* _TRY IT_:
Whenever a line below includes the word "yellow", copy that line.

══════════

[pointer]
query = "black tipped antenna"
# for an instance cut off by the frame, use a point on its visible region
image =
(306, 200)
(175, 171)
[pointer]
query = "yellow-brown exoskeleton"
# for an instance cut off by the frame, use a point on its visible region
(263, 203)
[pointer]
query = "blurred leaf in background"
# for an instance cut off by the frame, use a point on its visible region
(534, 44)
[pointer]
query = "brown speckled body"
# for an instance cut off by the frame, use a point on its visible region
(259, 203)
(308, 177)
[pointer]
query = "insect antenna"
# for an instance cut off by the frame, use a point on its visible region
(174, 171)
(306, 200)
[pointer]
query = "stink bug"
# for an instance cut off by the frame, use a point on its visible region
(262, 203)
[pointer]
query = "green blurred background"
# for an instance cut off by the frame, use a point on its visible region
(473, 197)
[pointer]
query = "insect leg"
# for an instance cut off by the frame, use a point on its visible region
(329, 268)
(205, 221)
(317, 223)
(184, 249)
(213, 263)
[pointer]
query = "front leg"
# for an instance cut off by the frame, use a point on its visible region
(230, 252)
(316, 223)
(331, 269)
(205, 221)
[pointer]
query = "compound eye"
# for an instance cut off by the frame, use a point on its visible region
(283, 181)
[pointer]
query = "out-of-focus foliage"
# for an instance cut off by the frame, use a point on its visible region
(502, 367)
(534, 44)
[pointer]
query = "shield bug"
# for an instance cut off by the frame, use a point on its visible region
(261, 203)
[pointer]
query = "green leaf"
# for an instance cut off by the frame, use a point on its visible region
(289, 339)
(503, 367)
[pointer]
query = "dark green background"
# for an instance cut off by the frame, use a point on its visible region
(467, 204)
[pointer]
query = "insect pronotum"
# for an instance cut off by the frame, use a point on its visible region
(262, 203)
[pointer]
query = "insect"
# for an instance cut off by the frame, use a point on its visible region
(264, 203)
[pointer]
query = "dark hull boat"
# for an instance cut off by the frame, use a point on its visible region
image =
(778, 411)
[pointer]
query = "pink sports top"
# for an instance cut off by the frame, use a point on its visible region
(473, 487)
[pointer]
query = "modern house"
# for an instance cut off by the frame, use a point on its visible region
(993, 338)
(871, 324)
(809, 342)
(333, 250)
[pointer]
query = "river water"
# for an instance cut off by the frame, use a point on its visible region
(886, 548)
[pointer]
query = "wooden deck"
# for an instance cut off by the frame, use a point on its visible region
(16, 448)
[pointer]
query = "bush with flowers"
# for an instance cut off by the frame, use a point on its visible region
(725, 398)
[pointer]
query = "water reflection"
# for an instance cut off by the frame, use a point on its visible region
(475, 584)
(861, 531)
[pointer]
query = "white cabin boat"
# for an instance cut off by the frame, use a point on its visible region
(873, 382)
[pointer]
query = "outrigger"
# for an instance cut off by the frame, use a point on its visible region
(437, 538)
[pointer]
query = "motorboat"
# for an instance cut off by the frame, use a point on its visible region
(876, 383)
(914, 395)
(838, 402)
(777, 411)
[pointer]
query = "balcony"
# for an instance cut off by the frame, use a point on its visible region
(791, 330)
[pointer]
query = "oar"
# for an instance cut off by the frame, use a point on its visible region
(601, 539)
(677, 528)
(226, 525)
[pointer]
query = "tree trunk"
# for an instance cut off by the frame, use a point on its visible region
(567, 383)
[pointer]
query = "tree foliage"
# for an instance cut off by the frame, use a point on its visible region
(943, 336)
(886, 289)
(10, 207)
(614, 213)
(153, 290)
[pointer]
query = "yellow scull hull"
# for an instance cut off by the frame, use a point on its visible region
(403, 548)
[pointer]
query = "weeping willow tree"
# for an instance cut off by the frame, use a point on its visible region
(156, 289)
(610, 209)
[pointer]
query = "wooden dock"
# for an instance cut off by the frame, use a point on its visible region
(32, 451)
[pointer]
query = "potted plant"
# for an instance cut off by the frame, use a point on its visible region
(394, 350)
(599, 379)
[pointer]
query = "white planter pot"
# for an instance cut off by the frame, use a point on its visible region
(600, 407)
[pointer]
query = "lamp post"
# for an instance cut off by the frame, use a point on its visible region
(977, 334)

══════════

* _RESULT OF THE TASK_:
query = "yellow-brown exoskeleton"
query = "yellow scull hull"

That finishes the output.